# Lfs in Markham?



## BoiBJ (Aug 10, 2011)

Anyone know any LfS their in Markham ? Ill may move there for HS reasons, and probably live near 16th avenue and mccowen. My current house is near steeles so im able to access 6 lfs on a single trip down a road =D. But once i move to Markham i dunno what stores are near me and i don't want to ask my mom to drive me 30-40m a day just to go to the lfs =C?


----------



## ThaChingster (Feb 25, 2011)

Frank's Aquarium, hwy 7 and kennedy. Or you could bus to Big Al's and Safari down at Vaughan Mills


----------



## BoiBJ (Aug 10, 2011)

never knew there actually quite a bit of options sigh ill miss the asian discounts  and the cheap prices and local distances


----------



## BoiBJ (Aug 10, 2011)

OMG never knew frank's was a asian store hello asian discounts!!!


----------



## iBetta (Jun 19, 2011)

frank=very good asian discounts XD.


----------



## BoiBJ (Aug 10, 2011)

checked out some reviews and his site so far i like what i see.. Moving to markham wont be so bad besides that living in bur oak its all residential and recreational areas like malls have to be driven too. But i might not move houses these days are prices outrageous


----------



## iBetta (Jun 19, 2011)

bur oak=NICE. its a nice neighbourhood there! it's relatiely new but not too new either! 
just so you know, Frank (the owner of the store) specializes in small community fish and shrimps, which might be ideal to you since you have guppies for now


----------



## BoiBJ (Aug 10, 2011)

yup  after i move near bur oak mom says whole basement can become my fish room planning to upgrade to a bigger tank with a whole 'lotta community fish, hope he has honey gouramis!!


----------



## bigfishy (Jun 19, 2009)

BoiBJ said:


> yup  after i move near bur oak mom says whole basement can become my fish room planning to upgrade to a bigger tank with a whole 'lotta community fish, hope he has honey gouramis!!


no honey gourami 

but got dwarf gourami


----------



## BoiBJ (Aug 10, 2011)

awwwws  u mean in the store ? oh nvm dwarfs will be awesome too !!


----------



## Scotmando (Jul 10, 2011)

BoiBJ said:


> Anyone know any LfS their in Markham ? Ill may move there for HS reasons, and probably live near 16th avenue and mccowen. My current house is near steeles so im able to access 6 lfs on a single trip down a road =D. But once i move to Markham i dunno what stores are near me and i don't want to ask my mom to drive me 30-40m a day just to go to the lfs =C?


Check out Aqua Inspiration @ Kennedy & Steeles. I'll keep adding new shops as I visit them. See My Thread ON LFS's


----------



## eddie (Mar 8, 2007)

Gold ocean (hwy7 and Lesile) rare and exotic fish


----------



## iBetta (Jun 19, 2011)

^ +1 this! i almost forgot about this store! O: for some reason, this store is really under the radar. they got some really nice and rare plecos . i cant afford them but hey, they are quite rare. I remember they were one of the first lfs to carry giant bettas when it first came into the market


----------



## ThaChingster (Feb 25, 2011)

### [GIVEN TASK 1]
From the forum thread about fish stores in Markham, translate this sentence into Spanish: "I'll keep adding new shops as I visit them."

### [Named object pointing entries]
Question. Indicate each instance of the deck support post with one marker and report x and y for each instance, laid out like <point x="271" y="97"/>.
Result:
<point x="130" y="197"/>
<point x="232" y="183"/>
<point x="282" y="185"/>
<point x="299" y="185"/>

### [GIVEN TASK 2]
Rescale the records by writing out all their lines again, request included. Multiply each x and y coordinate in the answers by 1.65 and round to whole numbers, with halves rounded up. Leave the request and its format sample unchanged.

### [EXERCISE OUTPUT 1]
Seguiré añadiendo tiendas nuevas a medida que las visite.

### [EXERCISE OUTPUT 2]
Question. Indicate each instance of the deck support post with one marker and report x and y for each instance, laid out like <point x="271" y="97"/>.
Result:
<point x="215" y="325"/>
<point x="383" y="302"/>
<point x="465" y="305"/>
<point x="493" y="305"/>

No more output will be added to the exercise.